» **GOAL OF THE EXERCISE**
Using the data below, output a verbatim copy of the lines between the one holding "[locate] the brown horse" and the one holding "Target: horse herd", inclusive, without any pictures.

» **DATASET EXTRACT**
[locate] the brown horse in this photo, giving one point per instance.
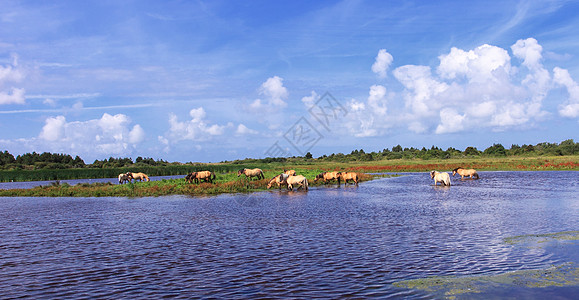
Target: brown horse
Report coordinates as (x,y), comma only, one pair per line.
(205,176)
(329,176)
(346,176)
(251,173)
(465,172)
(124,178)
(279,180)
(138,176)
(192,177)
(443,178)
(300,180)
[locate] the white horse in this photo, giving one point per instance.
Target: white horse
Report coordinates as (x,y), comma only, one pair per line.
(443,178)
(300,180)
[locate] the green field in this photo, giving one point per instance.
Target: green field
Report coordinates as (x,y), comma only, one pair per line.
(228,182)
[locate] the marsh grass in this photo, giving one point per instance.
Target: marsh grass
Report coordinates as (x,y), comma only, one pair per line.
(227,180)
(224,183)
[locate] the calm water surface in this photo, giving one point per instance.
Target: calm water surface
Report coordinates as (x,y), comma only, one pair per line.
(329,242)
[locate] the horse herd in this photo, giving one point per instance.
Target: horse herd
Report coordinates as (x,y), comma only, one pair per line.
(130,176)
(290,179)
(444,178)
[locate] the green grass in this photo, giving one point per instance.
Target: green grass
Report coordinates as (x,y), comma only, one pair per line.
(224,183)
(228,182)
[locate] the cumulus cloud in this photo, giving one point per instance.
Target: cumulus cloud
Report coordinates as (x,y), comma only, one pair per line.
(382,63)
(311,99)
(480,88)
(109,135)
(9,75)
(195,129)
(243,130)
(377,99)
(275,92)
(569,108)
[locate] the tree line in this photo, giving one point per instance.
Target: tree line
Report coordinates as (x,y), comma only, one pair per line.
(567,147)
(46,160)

---

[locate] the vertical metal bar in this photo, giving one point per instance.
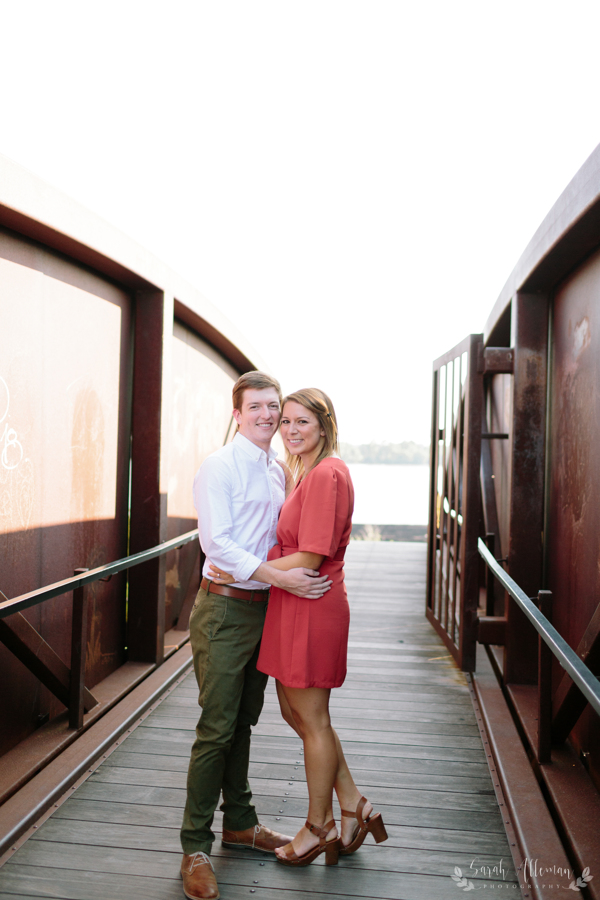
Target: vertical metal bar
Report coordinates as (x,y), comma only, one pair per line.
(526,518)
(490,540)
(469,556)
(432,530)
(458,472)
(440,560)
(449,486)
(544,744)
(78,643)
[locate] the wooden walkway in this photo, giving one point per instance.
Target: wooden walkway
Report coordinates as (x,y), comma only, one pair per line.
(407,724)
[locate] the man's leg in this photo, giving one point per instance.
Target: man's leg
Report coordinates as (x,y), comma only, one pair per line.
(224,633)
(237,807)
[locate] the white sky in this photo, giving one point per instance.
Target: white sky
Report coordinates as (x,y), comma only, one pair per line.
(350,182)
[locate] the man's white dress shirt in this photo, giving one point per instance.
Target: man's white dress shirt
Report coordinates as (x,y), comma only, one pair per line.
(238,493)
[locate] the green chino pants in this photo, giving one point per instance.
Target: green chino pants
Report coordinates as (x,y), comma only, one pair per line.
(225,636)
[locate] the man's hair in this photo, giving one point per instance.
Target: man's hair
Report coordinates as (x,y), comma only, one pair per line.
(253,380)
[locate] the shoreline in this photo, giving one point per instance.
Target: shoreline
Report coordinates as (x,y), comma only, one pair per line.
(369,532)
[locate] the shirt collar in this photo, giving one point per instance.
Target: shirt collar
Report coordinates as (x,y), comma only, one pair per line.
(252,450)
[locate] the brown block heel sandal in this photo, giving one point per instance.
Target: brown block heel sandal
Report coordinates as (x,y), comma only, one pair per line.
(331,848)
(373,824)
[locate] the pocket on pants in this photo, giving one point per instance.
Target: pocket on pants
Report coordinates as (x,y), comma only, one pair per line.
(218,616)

» **ANSWER SECTION**
[locate] the brown horse in this photo, giving one point per instance.
Target: brown horse
Report coordinates as (x,y), comma only, one pair per line.
(205,176)
(329,176)
(346,176)
(251,173)
(465,172)
(124,178)
(279,180)
(138,176)
(192,177)
(443,178)
(300,180)
[locate] the white horse in this photo, giving one point per instance.
Target: white horse
Report coordinates as (x,y), comma only, one pair per line.
(443,178)
(300,180)
[locate] the green field in this photo, giving one point per instance.
Target: green field
Report coordinates as (x,y), comma only, one pair per line.
(228,182)
[locate] the marsh grass in this photo, giving one point per instance.
Target: marsh grass
Report coordinates as (x,y), comma only, one pair per line.
(227,180)
(224,183)
[locate] the calm water surface in this photo, giving one point per instance.
Target: calm water surface
Report coordinates as (x,y), comma only, one pair per line.
(329,242)
[locate] the horse herd in this photo, giving one point per instance.
Target: horse herd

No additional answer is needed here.